======== Text excerpt ========

Farming has been the backbone of society for as long as there has been grass huts in a small village on an ancient grassland.

Everything begins with food, how to grow it, how to prepare it and cook it.

You begin the long journey of agriculture with a small bit of land with some wild cereals growing on it and then a few thousand years later you have an Ontario farm dealing with a global marketplace. Local weather and political decisions that may or may not impact on the farm.

In modern day rural Ontario, there are countless issues being left unchallenged.

With a provincial election slated for this summer, now is the time to check out what issues are affecting Ontario agriculture, and what kind of political solution, if any they can expect from their politicians.

There are the issues of maintaining a healthy marketplace in the face of the fallout from the pandemic and the confusion and flaws in our supply chain.

Is there enough labour to get the raw materials of food from the farmer’s field to your table. Will the food be affordable? Will it arrive in big cities in an effective fashion to a grocery store near you?

Input costs in the form of fertilizers and raw energy are starting to cause problems all over the agricultural sector.

If the costs get too high and a farmer cannot make a living, what will happen to our supply of food that may be too expensive to buy?

As urban areas look to expand as their population increases, is the political will to protect precious farmland?

Farmland becomes an apartment building, then a farmer has to find more land by clearing existing farmland which then causes urban residents to question how that land is cleared.

One action creates another.

Sound rural infrastructure is crucial in making sure the farmer is able to get his or her produce to market.

Municipalities have to spend millions on roads to make sure their former urban residents, who have moved out to a rural area can get back into work in the big city.

======== Data records ========

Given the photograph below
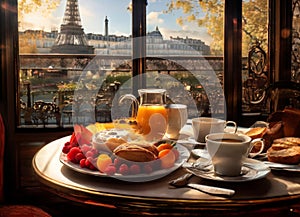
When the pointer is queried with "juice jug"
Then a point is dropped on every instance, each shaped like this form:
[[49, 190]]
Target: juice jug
[[149, 112]]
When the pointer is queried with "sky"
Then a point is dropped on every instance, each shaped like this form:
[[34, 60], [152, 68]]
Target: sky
[[93, 13]]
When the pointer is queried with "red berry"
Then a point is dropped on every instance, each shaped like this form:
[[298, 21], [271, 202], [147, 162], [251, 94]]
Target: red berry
[[85, 148], [110, 170], [92, 167], [89, 154], [82, 163], [123, 169], [135, 169], [66, 149], [79, 156], [118, 162], [147, 168], [72, 153]]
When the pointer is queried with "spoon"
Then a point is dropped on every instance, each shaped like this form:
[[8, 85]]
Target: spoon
[[182, 181]]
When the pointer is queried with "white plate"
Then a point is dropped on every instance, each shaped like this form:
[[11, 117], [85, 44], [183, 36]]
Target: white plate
[[142, 177], [283, 167], [251, 170]]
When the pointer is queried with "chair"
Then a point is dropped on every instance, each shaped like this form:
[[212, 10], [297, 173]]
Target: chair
[[12, 210], [283, 94]]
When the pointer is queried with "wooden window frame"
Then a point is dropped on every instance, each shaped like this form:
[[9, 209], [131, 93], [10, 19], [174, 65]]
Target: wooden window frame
[[9, 63]]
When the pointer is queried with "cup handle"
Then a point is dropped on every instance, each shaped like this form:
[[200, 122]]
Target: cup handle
[[252, 155], [233, 123]]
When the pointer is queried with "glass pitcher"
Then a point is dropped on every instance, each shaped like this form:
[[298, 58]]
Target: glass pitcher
[[149, 112]]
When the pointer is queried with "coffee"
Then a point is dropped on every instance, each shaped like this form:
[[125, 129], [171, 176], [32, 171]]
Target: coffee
[[228, 140]]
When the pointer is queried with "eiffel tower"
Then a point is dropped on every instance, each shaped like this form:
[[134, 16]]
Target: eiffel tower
[[71, 39]]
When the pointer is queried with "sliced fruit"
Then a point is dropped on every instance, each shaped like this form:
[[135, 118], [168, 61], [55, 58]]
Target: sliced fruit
[[164, 146], [103, 161], [167, 158]]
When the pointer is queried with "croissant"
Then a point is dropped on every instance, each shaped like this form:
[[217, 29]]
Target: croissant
[[136, 152]]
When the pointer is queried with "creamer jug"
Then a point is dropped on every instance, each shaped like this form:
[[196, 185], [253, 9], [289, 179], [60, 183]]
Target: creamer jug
[[149, 112]]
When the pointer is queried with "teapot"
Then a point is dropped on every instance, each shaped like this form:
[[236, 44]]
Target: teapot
[[149, 112]]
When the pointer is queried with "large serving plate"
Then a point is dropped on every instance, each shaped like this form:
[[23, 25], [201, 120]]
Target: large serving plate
[[283, 167], [251, 170], [142, 177]]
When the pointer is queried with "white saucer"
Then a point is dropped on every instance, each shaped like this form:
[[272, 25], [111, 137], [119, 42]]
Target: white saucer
[[251, 170]]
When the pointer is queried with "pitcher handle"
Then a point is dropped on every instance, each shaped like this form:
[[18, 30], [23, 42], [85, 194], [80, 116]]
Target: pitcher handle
[[134, 105], [252, 155]]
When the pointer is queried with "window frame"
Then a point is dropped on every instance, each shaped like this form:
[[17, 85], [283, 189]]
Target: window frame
[[9, 63]]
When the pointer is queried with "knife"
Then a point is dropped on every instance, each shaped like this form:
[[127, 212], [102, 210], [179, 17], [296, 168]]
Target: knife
[[211, 189]]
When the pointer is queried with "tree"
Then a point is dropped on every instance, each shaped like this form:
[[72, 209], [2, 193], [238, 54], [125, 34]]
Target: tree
[[28, 6], [254, 20]]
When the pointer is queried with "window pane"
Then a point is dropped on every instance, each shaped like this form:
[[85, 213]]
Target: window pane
[[69, 46], [185, 53], [296, 41], [254, 52]]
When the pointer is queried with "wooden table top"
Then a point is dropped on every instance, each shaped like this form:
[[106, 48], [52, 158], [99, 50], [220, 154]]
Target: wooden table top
[[276, 190]]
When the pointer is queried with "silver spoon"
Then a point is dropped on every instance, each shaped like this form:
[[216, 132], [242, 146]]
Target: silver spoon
[[182, 181]]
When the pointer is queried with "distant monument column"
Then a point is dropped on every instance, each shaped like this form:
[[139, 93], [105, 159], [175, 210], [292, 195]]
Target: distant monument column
[[71, 39], [106, 28]]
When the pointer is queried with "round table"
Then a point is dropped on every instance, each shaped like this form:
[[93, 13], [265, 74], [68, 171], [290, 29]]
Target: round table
[[273, 194]]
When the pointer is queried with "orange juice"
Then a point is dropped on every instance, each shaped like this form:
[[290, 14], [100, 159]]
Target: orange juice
[[152, 121]]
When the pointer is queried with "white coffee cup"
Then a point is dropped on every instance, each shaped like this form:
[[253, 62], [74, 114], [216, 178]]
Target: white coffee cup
[[177, 118], [228, 150], [203, 126]]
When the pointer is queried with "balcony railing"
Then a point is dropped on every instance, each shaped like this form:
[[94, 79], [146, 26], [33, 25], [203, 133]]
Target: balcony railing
[[48, 83]]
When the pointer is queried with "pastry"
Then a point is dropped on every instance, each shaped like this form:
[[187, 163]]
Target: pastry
[[136, 152], [285, 150], [256, 132]]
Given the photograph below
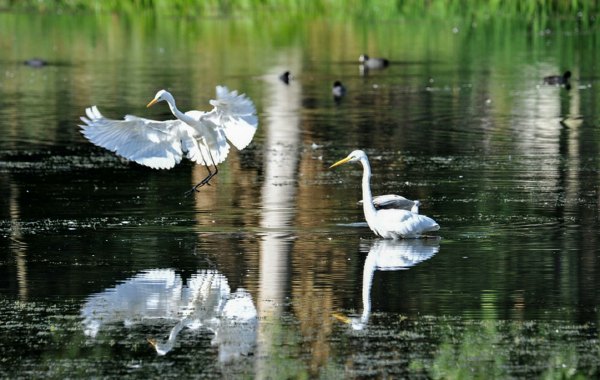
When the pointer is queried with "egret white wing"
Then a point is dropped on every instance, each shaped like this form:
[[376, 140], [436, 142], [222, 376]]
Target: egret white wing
[[405, 224], [156, 144], [235, 114]]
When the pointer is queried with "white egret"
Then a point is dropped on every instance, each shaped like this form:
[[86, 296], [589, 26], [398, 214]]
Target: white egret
[[387, 223], [390, 201], [201, 136]]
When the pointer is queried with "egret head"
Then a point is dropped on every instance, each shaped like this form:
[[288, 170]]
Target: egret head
[[355, 156], [160, 96]]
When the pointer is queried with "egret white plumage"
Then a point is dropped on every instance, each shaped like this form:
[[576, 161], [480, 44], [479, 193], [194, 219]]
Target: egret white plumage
[[391, 201], [387, 223], [203, 137]]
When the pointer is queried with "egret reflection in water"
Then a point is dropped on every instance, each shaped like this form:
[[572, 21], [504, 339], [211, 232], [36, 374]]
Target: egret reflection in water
[[158, 295], [389, 255]]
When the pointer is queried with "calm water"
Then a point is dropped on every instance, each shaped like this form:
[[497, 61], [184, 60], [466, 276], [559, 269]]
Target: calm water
[[271, 272]]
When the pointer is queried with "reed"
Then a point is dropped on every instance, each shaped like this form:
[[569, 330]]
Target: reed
[[531, 9]]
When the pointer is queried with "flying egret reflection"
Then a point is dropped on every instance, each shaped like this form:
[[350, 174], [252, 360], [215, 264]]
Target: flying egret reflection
[[202, 136], [389, 255], [157, 296], [387, 223]]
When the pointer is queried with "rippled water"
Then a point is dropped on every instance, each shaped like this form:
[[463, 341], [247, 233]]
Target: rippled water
[[272, 272]]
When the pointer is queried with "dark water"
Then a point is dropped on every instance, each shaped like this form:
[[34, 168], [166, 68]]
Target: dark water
[[271, 272]]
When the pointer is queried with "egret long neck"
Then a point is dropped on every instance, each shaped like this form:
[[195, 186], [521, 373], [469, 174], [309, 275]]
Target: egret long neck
[[368, 207]]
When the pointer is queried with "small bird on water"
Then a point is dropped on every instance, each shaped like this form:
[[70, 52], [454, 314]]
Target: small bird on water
[[558, 79]]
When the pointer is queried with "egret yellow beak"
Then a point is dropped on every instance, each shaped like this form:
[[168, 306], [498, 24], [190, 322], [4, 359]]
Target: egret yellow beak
[[342, 318], [340, 162]]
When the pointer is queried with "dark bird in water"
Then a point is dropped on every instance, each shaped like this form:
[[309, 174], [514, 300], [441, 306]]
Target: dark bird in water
[[338, 89], [373, 63], [558, 79], [35, 62], [285, 77]]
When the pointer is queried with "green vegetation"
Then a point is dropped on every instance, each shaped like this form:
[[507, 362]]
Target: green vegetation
[[342, 8]]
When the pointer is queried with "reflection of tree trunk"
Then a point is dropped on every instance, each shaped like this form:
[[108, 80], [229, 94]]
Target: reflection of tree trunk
[[17, 245], [278, 208]]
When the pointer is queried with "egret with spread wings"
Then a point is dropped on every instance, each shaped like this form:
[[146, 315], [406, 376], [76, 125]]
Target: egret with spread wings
[[202, 137]]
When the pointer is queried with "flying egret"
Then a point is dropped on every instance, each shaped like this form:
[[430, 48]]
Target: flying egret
[[387, 223], [388, 201], [201, 136]]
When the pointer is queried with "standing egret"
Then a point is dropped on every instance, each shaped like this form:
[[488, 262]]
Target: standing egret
[[387, 223], [201, 136]]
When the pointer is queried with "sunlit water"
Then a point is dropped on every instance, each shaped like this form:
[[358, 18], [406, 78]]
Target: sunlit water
[[271, 272]]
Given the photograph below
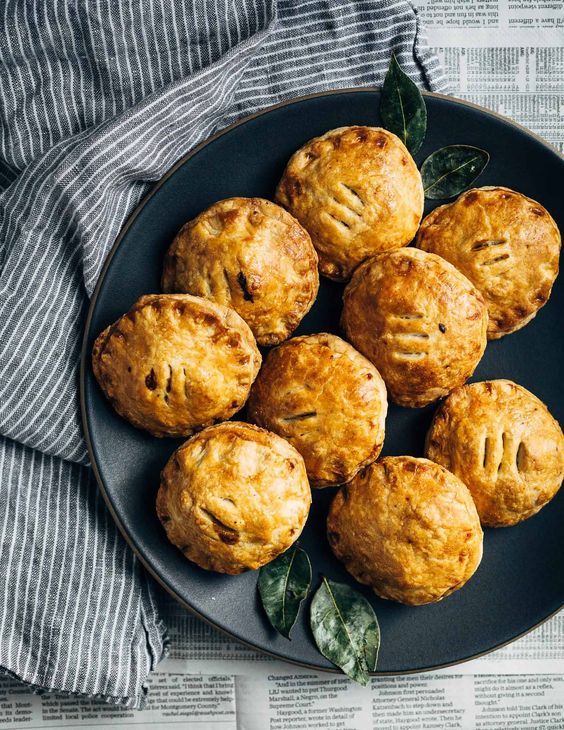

========

## The task
Transcribe the text on Ontario farming from "Sound rural infrastructure" up to and including "the big city.".

## Answer section
Sound rural infrastructure is crucial in making sure the farmer is able to get his or her produce to market.

Municipalities have to spend millions on roads to make sure their former urban residents, who have moved out to a rural area can get back into work in the big city.